Aim of the exercise:
In the entries below, the word "balloon" appears on some lines. Copy each of those lines.
== Segment start ==
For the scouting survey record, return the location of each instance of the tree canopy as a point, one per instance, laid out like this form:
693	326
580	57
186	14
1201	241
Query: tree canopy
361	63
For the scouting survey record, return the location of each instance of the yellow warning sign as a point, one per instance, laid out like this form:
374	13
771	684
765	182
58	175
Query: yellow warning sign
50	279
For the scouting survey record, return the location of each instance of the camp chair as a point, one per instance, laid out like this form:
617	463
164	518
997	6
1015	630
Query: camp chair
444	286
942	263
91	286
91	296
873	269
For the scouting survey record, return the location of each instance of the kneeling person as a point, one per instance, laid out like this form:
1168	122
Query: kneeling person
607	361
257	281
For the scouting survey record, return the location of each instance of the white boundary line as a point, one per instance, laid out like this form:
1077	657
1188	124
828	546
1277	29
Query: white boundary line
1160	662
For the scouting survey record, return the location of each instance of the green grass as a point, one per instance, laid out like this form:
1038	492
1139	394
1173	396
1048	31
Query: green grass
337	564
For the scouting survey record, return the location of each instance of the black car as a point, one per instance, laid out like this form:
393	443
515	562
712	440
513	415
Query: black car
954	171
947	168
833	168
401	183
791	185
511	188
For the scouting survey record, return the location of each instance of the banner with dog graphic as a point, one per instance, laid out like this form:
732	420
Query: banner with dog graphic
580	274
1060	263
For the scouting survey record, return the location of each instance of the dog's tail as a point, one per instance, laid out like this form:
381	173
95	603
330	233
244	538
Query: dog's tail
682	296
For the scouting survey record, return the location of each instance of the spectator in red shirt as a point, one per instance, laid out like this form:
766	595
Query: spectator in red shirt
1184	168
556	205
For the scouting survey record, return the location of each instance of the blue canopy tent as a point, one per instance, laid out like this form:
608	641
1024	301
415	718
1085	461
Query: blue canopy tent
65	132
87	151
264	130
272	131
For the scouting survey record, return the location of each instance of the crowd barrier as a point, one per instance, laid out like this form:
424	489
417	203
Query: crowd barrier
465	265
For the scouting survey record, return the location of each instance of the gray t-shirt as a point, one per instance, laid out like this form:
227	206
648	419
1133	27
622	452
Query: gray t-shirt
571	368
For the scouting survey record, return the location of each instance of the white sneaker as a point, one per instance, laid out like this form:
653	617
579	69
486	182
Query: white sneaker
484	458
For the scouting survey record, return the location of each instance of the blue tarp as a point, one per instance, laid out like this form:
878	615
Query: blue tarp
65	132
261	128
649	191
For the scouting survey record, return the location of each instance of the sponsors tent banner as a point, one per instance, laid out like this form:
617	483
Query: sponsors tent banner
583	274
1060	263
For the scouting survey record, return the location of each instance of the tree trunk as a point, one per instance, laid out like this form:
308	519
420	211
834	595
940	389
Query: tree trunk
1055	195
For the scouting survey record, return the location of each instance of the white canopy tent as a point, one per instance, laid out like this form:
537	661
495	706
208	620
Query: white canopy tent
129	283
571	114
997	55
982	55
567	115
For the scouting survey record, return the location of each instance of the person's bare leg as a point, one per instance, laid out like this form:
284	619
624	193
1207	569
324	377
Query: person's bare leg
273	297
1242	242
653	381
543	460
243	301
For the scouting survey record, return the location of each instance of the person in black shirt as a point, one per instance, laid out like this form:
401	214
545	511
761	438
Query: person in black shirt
== Segment end ==
== Segment start ==
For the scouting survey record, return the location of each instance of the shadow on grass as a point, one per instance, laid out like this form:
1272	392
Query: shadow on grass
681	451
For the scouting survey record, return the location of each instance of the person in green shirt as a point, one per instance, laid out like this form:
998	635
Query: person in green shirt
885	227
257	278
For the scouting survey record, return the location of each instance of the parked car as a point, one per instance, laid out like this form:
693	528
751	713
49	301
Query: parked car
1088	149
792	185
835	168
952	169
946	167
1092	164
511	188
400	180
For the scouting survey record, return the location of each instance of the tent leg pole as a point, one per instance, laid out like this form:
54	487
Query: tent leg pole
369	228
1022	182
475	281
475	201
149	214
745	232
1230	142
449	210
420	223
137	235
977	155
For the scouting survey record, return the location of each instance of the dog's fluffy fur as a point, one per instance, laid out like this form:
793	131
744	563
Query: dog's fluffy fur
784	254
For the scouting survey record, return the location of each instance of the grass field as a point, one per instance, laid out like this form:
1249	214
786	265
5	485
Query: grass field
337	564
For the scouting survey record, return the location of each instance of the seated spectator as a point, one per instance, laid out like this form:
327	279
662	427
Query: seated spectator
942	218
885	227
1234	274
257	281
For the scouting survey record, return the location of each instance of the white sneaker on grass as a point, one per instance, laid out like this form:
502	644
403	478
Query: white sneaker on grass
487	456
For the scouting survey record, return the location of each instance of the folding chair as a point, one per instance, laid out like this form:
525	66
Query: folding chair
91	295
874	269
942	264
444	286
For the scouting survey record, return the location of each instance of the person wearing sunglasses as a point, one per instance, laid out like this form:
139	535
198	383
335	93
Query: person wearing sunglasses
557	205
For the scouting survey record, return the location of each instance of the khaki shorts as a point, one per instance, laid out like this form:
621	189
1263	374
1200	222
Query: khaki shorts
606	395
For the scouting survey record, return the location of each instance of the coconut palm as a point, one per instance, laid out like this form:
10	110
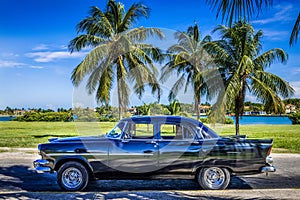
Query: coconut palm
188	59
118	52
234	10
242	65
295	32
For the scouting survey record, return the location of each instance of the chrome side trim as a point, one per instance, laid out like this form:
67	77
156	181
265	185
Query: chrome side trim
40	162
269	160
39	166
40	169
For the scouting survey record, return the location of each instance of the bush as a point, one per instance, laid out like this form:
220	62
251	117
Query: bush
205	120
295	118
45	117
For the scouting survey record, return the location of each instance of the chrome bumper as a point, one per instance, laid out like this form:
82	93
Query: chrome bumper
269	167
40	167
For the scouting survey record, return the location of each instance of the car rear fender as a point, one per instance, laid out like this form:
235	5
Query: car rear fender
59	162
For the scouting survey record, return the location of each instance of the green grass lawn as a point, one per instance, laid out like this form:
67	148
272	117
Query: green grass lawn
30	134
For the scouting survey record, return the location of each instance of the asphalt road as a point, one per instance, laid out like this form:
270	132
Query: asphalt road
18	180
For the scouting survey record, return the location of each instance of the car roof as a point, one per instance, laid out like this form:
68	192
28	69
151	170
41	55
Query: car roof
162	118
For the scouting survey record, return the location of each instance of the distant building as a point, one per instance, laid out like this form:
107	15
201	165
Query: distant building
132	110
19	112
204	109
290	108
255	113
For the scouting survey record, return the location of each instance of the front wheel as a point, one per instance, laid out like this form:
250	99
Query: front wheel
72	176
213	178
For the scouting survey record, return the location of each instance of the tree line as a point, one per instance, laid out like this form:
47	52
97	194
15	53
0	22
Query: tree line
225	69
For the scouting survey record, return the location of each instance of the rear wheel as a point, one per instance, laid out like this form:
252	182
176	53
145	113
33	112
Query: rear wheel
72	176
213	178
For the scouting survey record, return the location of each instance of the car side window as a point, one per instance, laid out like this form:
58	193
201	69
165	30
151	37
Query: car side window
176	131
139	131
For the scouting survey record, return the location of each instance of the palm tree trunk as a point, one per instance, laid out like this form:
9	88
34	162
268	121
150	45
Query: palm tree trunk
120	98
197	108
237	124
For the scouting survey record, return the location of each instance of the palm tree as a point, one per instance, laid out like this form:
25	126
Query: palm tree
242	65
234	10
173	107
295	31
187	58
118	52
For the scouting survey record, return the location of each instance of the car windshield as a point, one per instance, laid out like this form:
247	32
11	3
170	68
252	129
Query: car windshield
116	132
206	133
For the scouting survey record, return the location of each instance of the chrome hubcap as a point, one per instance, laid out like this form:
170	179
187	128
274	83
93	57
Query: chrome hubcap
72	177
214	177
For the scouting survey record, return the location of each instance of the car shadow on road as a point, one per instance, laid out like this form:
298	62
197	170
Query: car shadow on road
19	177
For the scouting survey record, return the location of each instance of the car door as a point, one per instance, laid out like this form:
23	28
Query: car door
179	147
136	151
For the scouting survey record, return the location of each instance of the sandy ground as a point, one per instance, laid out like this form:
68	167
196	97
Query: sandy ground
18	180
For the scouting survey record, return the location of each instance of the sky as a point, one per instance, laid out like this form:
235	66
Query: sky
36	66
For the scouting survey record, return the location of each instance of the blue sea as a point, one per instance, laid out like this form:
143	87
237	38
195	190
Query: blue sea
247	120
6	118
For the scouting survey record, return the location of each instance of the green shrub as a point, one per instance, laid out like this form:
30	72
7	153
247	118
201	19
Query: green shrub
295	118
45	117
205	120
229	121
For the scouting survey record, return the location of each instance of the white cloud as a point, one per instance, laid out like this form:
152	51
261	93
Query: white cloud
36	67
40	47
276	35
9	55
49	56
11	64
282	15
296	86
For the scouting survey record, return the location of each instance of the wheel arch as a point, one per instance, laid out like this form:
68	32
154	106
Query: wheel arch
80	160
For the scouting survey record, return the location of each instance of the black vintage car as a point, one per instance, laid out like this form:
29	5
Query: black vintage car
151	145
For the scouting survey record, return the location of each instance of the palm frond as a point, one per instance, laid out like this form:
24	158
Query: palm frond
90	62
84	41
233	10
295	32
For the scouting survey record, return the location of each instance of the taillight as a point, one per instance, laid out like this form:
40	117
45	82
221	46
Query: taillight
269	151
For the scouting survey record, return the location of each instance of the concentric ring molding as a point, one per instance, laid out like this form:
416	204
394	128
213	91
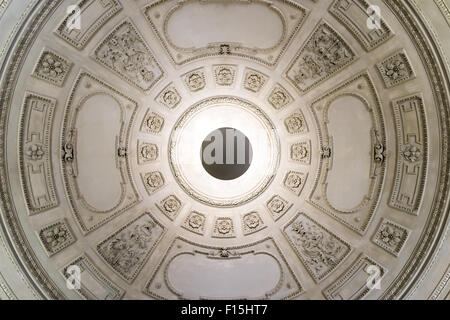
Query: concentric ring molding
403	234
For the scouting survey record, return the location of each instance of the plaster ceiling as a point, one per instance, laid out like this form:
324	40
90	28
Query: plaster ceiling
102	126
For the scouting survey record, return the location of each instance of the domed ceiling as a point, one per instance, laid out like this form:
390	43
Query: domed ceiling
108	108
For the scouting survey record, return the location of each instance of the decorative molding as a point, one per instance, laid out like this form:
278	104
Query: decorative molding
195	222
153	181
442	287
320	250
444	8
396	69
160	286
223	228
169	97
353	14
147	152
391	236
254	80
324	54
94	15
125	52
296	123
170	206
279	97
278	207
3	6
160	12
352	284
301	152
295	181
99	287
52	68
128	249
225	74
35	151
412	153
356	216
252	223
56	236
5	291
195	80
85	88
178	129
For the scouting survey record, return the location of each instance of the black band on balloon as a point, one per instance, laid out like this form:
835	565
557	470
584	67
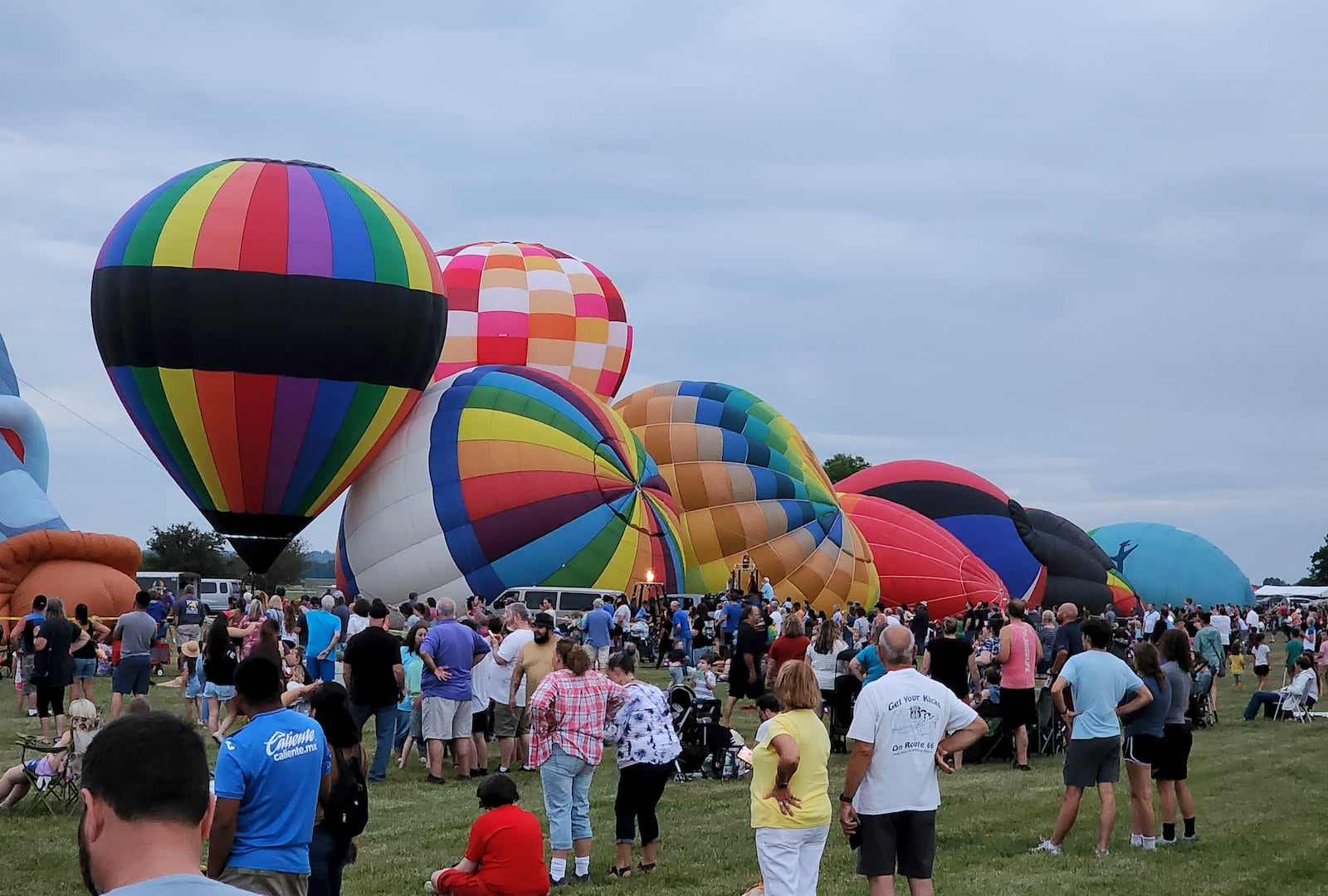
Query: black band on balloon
== Segment end ==
Written solution:
For the scouting survey record, return the location of each instance of the black band on balloon as a point, one per instance, laid out like this form:
Query: black band on balloon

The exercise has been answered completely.